(Data entries)

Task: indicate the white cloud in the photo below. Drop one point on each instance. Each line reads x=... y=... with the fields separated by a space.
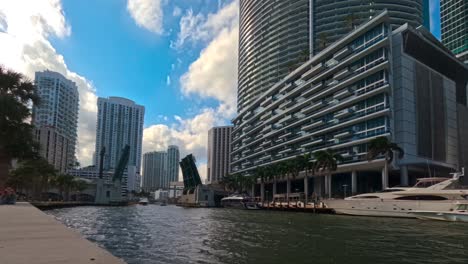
x=24 y=47
x=191 y=135
x=194 y=28
x=177 y=11
x=214 y=73
x=147 y=14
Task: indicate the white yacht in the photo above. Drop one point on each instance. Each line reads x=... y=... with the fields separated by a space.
x=429 y=194
x=239 y=202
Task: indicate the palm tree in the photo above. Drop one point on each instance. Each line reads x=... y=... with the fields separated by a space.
x=33 y=175
x=327 y=161
x=322 y=40
x=382 y=146
x=16 y=137
x=351 y=19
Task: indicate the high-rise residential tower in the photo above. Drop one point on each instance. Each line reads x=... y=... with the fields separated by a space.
x=219 y=149
x=454 y=27
x=119 y=123
x=56 y=118
x=154 y=171
x=275 y=37
x=173 y=158
x=334 y=18
x=375 y=81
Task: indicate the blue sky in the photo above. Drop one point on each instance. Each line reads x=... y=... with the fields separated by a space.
x=178 y=58
x=125 y=60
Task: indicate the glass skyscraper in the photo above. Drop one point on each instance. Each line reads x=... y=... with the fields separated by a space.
x=58 y=112
x=454 y=27
x=120 y=123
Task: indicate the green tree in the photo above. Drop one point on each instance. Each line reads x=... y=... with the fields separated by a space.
x=382 y=146
x=327 y=162
x=33 y=176
x=351 y=21
x=16 y=133
x=322 y=40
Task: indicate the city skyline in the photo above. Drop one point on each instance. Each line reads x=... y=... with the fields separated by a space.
x=189 y=99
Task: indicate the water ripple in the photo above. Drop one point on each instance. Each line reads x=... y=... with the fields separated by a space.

▶ **Problem to solve**
Rewrite the listing above as a numbered list, one line per number, with blank lines and pictures omitted.

▶ **Answer**
1. Task: indicate the white cloud in the photo below. Drop one point on each instance. Each line reads x=... y=... with the fields separated by a space.
2. x=24 y=47
3. x=191 y=135
4. x=194 y=28
5. x=177 y=11
6. x=214 y=73
7. x=147 y=14
8. Task: indicate the white yacht in the photo above. Drop one point on each instance. Each line reads x=... y=... with the fields separated by a space.
9. x=429 y=194
10. x=239 y=202
11. Task: indicate the palm tree in the photo above. Drop one point on each instance. Each line reads x=... y=... with the fields separated by a space.
12. x=33 y=175
13. x=327 y=161
14. x=322 y=40
15. x=382 y=146
16. x=16 y=137
17. x=351 y=19
18. Task: indicate the high-rise residential tower in the photo above. Drop one point on each instance. Each line reads x=... y=... with the fields separated by a space.
19. x=219 y=149
20. x=454 y=27
21. x=119 y=123
22. x=56 y=118
23. x=154 y=171
24. x=275 y=37
25. x=173 y=158
26. x=334 y=18
27. x=375 y=81
28. Task: indicate the blue sky in the photo above. Drop one point on each instance. Each line reads x=... y=... with the fields separated by a space.
29. x=178 y=58
30. x=125 y=60
31. Task: indicate the glass skyscraper in the photo above. Drop one point on each instance. Each line reads x=... y=... with the fields separated by a space.
32. x=58 y=112
33. x=454 y=27
34. x=120 y=123
35. Task: indicate the green tree in the photo above. Drop one point on each instance. Each line reads x=... y=... with the fields separated by a space.
36. x=382 y=146
37. x=327 y=162
38. x=33 y=176
39. x=351 y=21
40. x=16 y=133
41. x=322 y=40
42. Task: indicate the city skyline in the photo above. Drop one point on each instance. Each line reads x=... y=... with the fields separated by a space.
43. x=189 y=99
44. Task: indicate the water ripple in the photo above. Drop one point on each instance. Each line reads x=... y=... with the fields separated by a space.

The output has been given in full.